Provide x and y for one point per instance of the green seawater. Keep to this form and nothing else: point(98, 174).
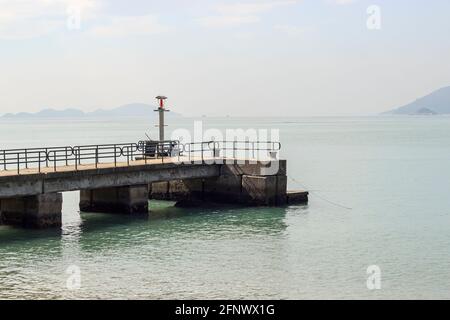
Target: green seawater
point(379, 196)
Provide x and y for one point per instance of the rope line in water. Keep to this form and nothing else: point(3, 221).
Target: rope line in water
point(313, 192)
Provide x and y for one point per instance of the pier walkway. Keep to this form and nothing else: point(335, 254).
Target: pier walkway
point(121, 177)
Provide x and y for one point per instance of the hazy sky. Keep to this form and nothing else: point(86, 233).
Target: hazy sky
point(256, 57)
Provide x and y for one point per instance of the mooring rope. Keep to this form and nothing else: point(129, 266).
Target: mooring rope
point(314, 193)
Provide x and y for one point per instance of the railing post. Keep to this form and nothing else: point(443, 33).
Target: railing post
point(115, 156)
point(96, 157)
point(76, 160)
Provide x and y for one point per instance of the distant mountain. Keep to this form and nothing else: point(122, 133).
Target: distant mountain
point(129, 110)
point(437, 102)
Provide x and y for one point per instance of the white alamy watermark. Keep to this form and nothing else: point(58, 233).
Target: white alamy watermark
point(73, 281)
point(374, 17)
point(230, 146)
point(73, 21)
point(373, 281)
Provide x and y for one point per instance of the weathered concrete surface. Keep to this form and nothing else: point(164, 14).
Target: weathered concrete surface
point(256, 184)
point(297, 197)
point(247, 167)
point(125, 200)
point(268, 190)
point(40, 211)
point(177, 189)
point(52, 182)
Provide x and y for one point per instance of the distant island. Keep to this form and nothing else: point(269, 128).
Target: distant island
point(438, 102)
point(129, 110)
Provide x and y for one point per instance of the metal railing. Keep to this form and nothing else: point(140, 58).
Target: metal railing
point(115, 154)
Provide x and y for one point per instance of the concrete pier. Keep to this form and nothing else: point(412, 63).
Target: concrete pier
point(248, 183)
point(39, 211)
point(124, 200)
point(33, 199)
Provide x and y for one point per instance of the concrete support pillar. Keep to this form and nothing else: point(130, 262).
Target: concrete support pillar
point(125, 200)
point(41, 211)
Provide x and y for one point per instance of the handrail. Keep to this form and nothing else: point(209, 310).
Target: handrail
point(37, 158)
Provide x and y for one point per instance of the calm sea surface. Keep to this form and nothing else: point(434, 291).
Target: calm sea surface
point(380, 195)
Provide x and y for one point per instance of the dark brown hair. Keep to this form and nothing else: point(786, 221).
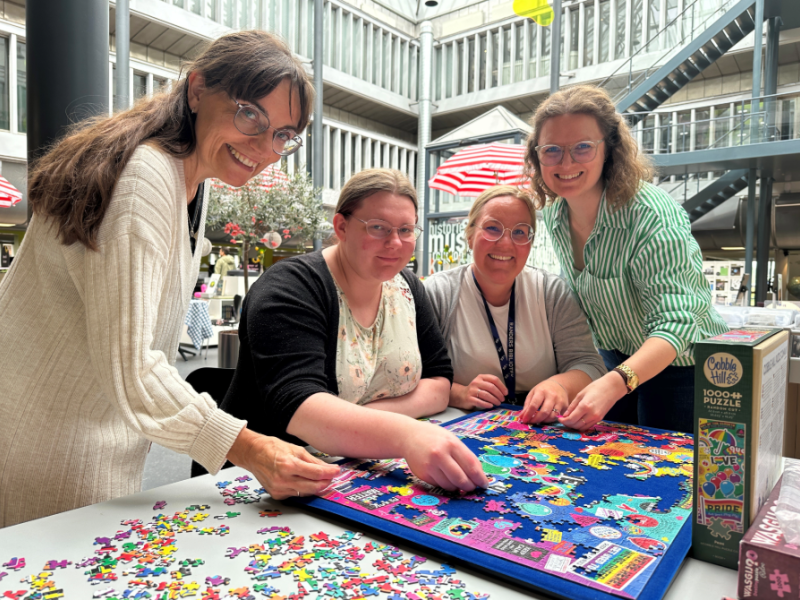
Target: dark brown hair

:: WHAT IS BEING ASKED ::
Can you copy every item above word for word, leaving out the pictures?

:: FINAL RESULT ::
Provide x and y for one point per instance of the green seawater. Keep to this form and nothing else: point(98, 174).
Target: green seawater
point(379, 196)
Provide x and y for one point per instance of the rope line in water. Keep to this form and nothing else: point(3, 221).
Target: rope line in water
point(313, 192)
Provide x and y for one point per instance of the pier walkway. Keep to this form and nothing else: point(335, 254).
Target: pier walkway
point(121, 177)
Provide x and y for one point per instance of the hazy sky. Keep to this form and nothing else: point(86, 233).
Target: hazy sky
point(256, 57)
Provide x and y for one point per instance of the mooring rope. Keep to this form and nothing else: point(129, 266).
Target: mooring rope
point(314, 193)
Provide x and y for one point per instance of the railing post. Keep to this form and nothing else: point(443, 33).
Target: railing post
point(115, 156)
point(96, 157)
point(76, 160)
Provide x and y for one point per instance of the distant mountain. Keep to this form and nothing else: point(122, 133).
Target: distant mountain
point(129, 110)
point(437, 102)
Provide x and y for one point per instance of the white alamy watermark. Keep to this form and nothing else: point(58, 233).
Target: white alamy watermark
point(73, 281)
point(374, 17)
point(230, 146)
point(73, 21)
point(373, 281)
Provide x and y for one point per instance of the weathered concrete surface. Keep to this form and nothing else: point(164, 14).
Target: weathered concrete surface
point(256, 184)
point(297, 197)
point(247, 167)
point(125, 200)
point(268, 190)
point(40, 211)
point(177, 189)
point(52, 182)
Provide x and y for one point per instance of the distant island. Keep to this form and nothing else: point(269, 128).
Target: distant island
point(438, 102)
point(129, 110)
Provide x and y for one point per instance of the metal railing. Keep to this form and nothing else: point(140, 58).
Target: metal railing
point(115, 154)
Provide x and y for one point per instance of the concrete pier. Keep to this form and nothing else: point(412, 63).
Target: concrete pier
point(248, 183)
point(39, 211)
point(124, 200)
point(33, 199)
Provide x and y for one point per instance of the concrete support pillar. Keep to this form and nothing else: point(130, 262).
Target: concrete support pillar
point(125, 200)
point(41, 211)
Provide x and y for one point per instance of the handrail. Keep to this form and nothing else: point(209, 310).
Target: handrail
point(37, 158)
Provide x and y for one point per instance of the calm sea surface. Keep to this form and nothing else: point(434, 291).
Target: calm sea surface
point(380, 195)
Provide x and y for one point per instance of the dark brown hair. Keep to this form and nothing else: point(786, 221).
Target: dark brown hair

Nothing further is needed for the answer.